___ Article ___

Is There a Way Beyond Ads to Compensate Microjournalists? 1 comment
-
Font Size:
-
Print
- TweetThis
There was an exchange between RickG and me in the comments to the "A Focus Group Of One" post I did on thursday.
Rick said the following:
First, you don't report. You opine. That's fine and I very much like reading the site, but it's not a substitute for news reporting. For example, in Seattle we're debating a large transportation project... a good reporter will talk to various sources from the governor to urban planners and city officials, then synthesize that into a story. They'll do this over and over. Bloggers almost never do that. They won't have access to the officials and they might not even know who the urban planners are to talk to them.
Second, the blog approach does NOT scale for the reader. One advantage of blogs is that the urban planner in Seattle could offer their opinion directly on a blog...that's great, but it is one piece of a story and I as the reader have to find that. Again, a good reporter will bring together a lot of sources into one place and present the information from them in one article. With online stories, I'd like to see them link out more to things like an urban planning blog too.
So blogs aren't doing reporting for the most part. For the ones that do... what's the aversion to finding a model to actually pay the people who are doing real reporting? We seem to have gotten the idea that we should get value for nothing, not only in this case, but in music, etc. I don't think a direct translation of the subscription/local ads model will work for newspapers, but if we want people to spend time digging into stories vs commenting on them we need to find some way to pay for that.
As I was reading Rick's comment, I thought of that great song by Joni Mitchell:
They took all the trees
Put em in a tree museum
And they charged the people
A dollar and a half just to see em
Don't it always seem to go
That you don't know what you've got
Till its gone
They paved paradise
And put up a parking lot
I think all the hand wringing about the death of newspapers comes down to this very issue. Are reporters/journalists like the trees in Joni's song? Will we miss them when they are gone? And if so, what can we do to ensure they don't go away?
As much as RickG has got me thinking, I'm not sold that microjournalism (aka blogging) can't get the job done. Look at what Henry Blodget is doing at Alley Insider for example. He's doing a lot more than opining. He's doing real work on a lot of the issues he's covering.

___ Information supplied ___

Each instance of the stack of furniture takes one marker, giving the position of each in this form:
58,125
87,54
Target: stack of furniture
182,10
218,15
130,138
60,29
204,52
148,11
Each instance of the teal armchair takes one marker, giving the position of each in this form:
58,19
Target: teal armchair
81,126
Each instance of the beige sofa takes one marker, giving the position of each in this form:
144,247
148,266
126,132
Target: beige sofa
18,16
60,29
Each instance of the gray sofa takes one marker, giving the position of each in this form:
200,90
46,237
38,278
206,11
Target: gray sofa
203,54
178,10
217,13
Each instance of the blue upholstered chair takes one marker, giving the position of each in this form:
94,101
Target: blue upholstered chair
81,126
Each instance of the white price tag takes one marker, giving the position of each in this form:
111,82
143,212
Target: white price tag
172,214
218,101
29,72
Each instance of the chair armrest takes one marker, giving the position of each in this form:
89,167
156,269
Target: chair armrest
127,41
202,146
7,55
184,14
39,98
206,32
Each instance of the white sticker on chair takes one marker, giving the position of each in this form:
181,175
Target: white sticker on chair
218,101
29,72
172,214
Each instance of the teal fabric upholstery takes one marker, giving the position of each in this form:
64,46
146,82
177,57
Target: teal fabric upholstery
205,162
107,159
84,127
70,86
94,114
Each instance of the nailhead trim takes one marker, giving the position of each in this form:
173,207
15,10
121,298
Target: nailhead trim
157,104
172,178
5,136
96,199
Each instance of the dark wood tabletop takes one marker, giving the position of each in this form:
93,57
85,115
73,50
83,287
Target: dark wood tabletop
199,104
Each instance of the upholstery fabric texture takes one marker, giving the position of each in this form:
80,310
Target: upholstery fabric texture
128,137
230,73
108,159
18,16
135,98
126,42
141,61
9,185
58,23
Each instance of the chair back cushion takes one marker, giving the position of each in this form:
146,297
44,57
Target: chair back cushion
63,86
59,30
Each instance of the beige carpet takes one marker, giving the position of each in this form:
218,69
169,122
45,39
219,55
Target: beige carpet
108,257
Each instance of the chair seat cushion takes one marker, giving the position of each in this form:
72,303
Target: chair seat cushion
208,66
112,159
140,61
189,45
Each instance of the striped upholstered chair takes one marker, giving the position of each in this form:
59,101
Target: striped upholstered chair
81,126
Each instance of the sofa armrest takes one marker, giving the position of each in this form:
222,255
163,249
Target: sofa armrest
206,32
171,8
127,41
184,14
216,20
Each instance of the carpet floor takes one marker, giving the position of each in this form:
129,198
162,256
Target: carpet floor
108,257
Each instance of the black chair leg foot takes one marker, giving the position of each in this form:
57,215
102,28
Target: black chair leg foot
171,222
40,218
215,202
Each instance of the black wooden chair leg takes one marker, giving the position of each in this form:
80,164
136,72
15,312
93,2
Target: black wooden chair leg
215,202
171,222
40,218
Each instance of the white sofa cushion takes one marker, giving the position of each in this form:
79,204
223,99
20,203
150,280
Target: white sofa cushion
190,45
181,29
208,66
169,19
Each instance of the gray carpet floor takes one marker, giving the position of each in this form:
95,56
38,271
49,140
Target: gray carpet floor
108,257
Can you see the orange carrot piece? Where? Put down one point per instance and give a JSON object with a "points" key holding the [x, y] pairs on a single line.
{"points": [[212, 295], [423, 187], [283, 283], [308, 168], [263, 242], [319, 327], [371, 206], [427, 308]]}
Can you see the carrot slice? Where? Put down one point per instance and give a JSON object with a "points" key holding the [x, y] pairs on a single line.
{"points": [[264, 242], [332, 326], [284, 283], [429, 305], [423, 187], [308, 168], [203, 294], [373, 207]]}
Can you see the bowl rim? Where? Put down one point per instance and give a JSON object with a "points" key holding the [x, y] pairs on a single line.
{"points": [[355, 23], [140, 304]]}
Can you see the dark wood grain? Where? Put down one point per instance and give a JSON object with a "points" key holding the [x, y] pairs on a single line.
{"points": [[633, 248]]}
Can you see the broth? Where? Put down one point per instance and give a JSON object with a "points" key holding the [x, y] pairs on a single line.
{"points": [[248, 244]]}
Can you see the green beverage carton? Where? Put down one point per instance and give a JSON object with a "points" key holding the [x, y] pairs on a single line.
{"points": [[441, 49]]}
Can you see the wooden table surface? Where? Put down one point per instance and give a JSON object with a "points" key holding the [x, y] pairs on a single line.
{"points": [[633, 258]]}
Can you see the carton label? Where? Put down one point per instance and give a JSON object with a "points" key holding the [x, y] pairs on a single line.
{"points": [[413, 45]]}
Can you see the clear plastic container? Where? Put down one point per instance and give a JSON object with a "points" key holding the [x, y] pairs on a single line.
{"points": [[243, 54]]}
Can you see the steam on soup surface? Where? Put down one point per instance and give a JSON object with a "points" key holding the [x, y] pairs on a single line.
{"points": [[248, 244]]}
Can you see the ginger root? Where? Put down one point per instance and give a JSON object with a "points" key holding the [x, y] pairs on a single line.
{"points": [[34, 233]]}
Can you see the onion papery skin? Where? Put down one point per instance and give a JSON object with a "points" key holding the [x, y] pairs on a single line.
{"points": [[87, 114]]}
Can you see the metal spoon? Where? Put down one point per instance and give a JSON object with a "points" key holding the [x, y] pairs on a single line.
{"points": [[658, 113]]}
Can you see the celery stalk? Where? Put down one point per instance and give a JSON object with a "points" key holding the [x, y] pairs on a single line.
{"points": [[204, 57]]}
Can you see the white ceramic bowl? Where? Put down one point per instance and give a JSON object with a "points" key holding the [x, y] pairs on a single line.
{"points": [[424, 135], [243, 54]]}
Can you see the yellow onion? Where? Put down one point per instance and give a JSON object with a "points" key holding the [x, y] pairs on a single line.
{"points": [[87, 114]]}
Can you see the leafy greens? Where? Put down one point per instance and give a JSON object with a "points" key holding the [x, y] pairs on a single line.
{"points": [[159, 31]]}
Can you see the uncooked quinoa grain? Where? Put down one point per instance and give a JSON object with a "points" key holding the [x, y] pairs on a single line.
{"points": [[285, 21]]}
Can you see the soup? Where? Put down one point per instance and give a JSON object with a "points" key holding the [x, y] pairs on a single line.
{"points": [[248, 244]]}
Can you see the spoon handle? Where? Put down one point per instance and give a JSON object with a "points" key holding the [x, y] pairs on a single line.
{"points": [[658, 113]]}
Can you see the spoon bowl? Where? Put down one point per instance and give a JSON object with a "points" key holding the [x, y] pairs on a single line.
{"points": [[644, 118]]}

___

Description of the task: Reproduce the whole blog post on paying microjournalists word for word. The records have no connection to the blog post.

Output for this exercise:
Is There a Way Beyond Ads to Compensate Microjournalists? 1 comment
-
Font Size:
-
Print
- TweetThis
There was an exchange between RickG and me in the comments to the "A Focus Group Of One" post I did on thursday.
Rick said the following:
First, you don't report. You opine. That's fine and I very much like reading the site, but it's not a substitute for news reporting. For example, in Seattle we're debating a large transportation project... a good reporter will talk to various sources from the governor to urban planners and city officials, then synthesize that into a story. They'll do this over and over. Bloggers almost never do that. They won't have access to the officials and they might not even know who the urban planners are to talk to them.
Second, the blog approach does NOT scale for the reader. One advantage of blogs is that the urban planner in Seattle could offer their opinion directly on a blog...that's great, but it is one piece of a story and I as the reader have to find that. Again, a good reporter will bring together a lot of sources into one place and present the information from them in one article. With online stories, I'd like to see them link out more to things like an urban planning blog too.
So blogs aren't doing reporting for the most part. For the ones that do... what's the aversion to finding a model to actually pay the people who are doing real reporting? We seem to have gotten the idea that we should get value for nothing, not only in this case, but in music, etc. I don't think a direct translation of the subscription/local ads model will work for newspapers, but if we want people to spend time digging into stories vs commenting on them we need to find some way to pay for that.
As I was reading Rick's comment, I thought of that great song by Joni Mitchell:
They took all the trees
Put em in a tree museum
And they charged the people
A dollar and a half just to see em
Don't it always seem to go
That you don't know what you've got
Till its gone
They paved paradise
And put up a parking lot
I think all the hand wringing about the death of newspapers comes down to this very issue. Are reporters/journalists like the trees in Joni's song? Will we miss them when they are gone? And if so, what can we do to ensure they don't go away?
As much as RickG has got me thinking, I'm not sold that microjournalism (aka blogging) can't get the job done. Look at what Henry Blodget is doing at Alley Insider for example. He's doing a lot more than opining. He's doing real work on a lot of the issues he's covering.